(Extracted data entries)
════

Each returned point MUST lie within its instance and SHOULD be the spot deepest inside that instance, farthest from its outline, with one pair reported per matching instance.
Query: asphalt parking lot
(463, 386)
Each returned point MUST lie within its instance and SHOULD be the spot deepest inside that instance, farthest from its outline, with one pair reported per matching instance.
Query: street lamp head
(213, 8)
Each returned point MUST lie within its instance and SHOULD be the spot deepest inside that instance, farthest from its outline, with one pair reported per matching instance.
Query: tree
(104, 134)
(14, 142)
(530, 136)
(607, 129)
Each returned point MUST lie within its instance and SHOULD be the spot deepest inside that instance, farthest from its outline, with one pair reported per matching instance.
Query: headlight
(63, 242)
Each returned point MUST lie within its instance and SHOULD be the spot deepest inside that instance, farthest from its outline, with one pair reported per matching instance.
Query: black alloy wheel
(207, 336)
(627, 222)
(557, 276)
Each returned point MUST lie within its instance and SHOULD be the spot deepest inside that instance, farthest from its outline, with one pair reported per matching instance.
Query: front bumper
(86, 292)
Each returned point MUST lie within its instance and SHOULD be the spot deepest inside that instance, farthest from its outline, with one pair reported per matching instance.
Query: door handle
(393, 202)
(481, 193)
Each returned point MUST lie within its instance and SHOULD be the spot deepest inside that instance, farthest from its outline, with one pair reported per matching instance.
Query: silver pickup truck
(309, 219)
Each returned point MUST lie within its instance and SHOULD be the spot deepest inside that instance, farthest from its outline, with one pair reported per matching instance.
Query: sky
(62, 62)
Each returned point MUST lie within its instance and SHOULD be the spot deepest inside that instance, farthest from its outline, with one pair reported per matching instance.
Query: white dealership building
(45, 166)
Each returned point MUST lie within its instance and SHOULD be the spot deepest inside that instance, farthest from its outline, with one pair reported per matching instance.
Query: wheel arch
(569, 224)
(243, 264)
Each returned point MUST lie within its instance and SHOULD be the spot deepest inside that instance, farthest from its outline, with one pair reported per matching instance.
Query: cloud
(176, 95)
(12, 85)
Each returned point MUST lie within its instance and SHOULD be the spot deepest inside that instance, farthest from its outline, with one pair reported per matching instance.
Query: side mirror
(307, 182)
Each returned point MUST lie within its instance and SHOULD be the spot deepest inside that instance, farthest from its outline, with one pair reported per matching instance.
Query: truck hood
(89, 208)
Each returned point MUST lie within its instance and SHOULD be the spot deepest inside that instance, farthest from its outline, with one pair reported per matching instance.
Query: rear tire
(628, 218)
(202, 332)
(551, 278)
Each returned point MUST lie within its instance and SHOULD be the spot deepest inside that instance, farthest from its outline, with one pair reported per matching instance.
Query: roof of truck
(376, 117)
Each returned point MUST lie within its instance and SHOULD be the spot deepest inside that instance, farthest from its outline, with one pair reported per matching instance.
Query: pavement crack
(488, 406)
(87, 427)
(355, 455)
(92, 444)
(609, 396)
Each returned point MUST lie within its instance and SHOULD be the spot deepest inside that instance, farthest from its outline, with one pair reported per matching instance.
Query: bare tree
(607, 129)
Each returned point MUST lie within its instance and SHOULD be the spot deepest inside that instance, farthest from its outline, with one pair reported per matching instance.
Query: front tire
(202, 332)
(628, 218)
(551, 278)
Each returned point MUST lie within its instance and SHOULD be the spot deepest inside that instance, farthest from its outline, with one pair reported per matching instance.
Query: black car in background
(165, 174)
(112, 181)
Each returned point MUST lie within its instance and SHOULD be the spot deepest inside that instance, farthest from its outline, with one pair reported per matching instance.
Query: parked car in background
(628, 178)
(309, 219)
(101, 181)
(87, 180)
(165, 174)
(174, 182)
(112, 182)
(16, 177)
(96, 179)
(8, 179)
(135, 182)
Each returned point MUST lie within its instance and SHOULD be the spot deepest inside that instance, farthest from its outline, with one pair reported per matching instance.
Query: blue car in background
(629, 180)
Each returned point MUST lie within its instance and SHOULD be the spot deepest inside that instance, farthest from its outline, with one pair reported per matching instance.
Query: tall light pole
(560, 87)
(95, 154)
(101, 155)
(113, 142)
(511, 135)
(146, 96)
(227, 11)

════

> _ACTIVITY_: Transcribe the data in full, matching every line exactly.

> _SOLUTION FOR THIS EXERCISE_:
Each returned point MUST lie within its instance and SHOULD be the spot deepest inside that instance, farthest from its outline, with one pair reported per matching instance.
Query: asphalt parking lot
(463, 386)
Each returned point MUST lie within its instance and SHOULD be the spot deepest inside that instance, farthest from its outline, with one pair reported per matching instance.
Query: street lamp head
(213, 8)
Each returned point MUST lie within its instance and SHOULD be the spot deepest inside that instance, farthest from its outline, with one pair reported per matching instance.
Query: tree
(104, 134)
(14, 142)
(530, 136)
(607, 129)
Each returned point MUST lie within its instance and SHOULD be the spot deepest inside that instance, farthest from its outline, with one pair reported per matching instance.
Query: headlight
(63, 242)
Each returned point MUST lie within its instance and SHOULD be the spot deepest inside that instance, farthest from its outline, with one pair reported per matching instance.
Query: black alloy wheel
(207, 336)
(627, 222)
(557, 276)
Each returned point MUST lie within its instance and SHOULD be the spot deepest inside that instance, farthest from its outline, with one pair reported per matching instance.
Query: front bumper
(86, 292)
Each returned point MUST lie within its instance and SHOULD be the spot deepest inside that instance, farthest from its outline, with one pair reported per matching instance.
Query: door handle
(393, 202)
(481, 193)
Each returned point MUST lie within its instance and SHOULD be the spot deepest inside that instance, farthest from its outline, with one pair reported per matching instance.
Query: silver pickup truck
(309, 219)
Each returned point MUST lie within its instance and SHOULD be the spot deepest inside that instance, farthest from its outline, with one pair reported per matching instance.
Query: sky
(62, 62)
Each returned point MUST lie within its instance and SHOULD be the spot deepest inside that instance, farthest from its outline, with one pair reported per matching instance.
Query: white dealership building
(45, 166)
Each returned point MUST lie within its instance and SHOULD be the spot deepest inside that instance, farthest from its outline, with one pair reported per matching instance.
Query: wheel arch
(569, 224)
(243, 264)
Each returned point MUST lie within its instance and SHOULD be the spot deepest inside that instance, farthest from its outline, with one pair reported per matching instance.
Query: cloud
(176, 95)
(12, 85)
Each returned point MUST lie within its instance and SHOULD be the spot deepest inside that instance, farthest from its outline, with one pair reported per matching instance.
Query: side mirror
(307, 182)
Each returned point MUST lie within its instance and SHOULD be the spot deepest inside that instance, farthest from its outline, with one pair reported per matching instance.
Query: truck hood
(89, 208)
Each returned point MUST lie within its instance and SHOULD be the spot deepest inside that instance, farthest from its outline, with one pair reported per matching instance.
Query: rear tire
(628, 218)
(202, 332)
(551, 278)
Each returned point MUST lie within its instance and SHOULD be the spot deepest inside that instance, farthest from its outline, with one pair reported per matching instance.
Query: roof of truck
(376, 117)
Each returned point MUST lie within its instance and SHOULD be the spot deepest inside that instance, farthest from its outline, with one pair reported per matching instance.
Query: pavement crack
(488, 406)
(87, 427)
(355, 455)
(92, 444)
(609, 396)
Each returned point MUST lie within its instance and SHOULD be the spot deepest inside that instance, farthest from its outline, with one pair reported per matching instance.
Query: bare tree
(607, 129)
Each returned point MUST lie within its instance and SHOULD be the spot deepest inside that instance, farthest from its outline, with one pair reported per matching instance.
Query: front tire
(202, 332)
(628, 218)
(551, 278)
Each returned point MUST lie within its instance and SHOULD be the spot deepest inside that instance, farthest from its outline, with one pair reported per matching instance.
Query: black car in background
(165, 174)
(112, 181)
Each returned point MUST lie within its instance and SHOULD be the spot deepest inside that instance, farthest from its outline, with one pair reported per matching instance.
Query: parked car in background
(628, 178)
(309, 219)
(101, 181)
(87, 180)
(165, 174)
(174, 182)
(112, 182)
(16, 177)
(96, 179)
(8, 179)
(135, 182)
Each returned point MUST lie within its instance and SHOULD be the spot deepest inside that instance, farthest from its outline, with one pair reported per matching instance.
Query: blue car in background
(629, 180)
Each returned point MUST lie within its instance and SHOULD be the spot deepest inside that instance, farthest from its outline, with one pair reported per matching instance.
Query: tall light pole
(560, 87)
(95, 154)
(101, 155)
(113, 142)
(511, 135)
(146, 96)
(227, 11)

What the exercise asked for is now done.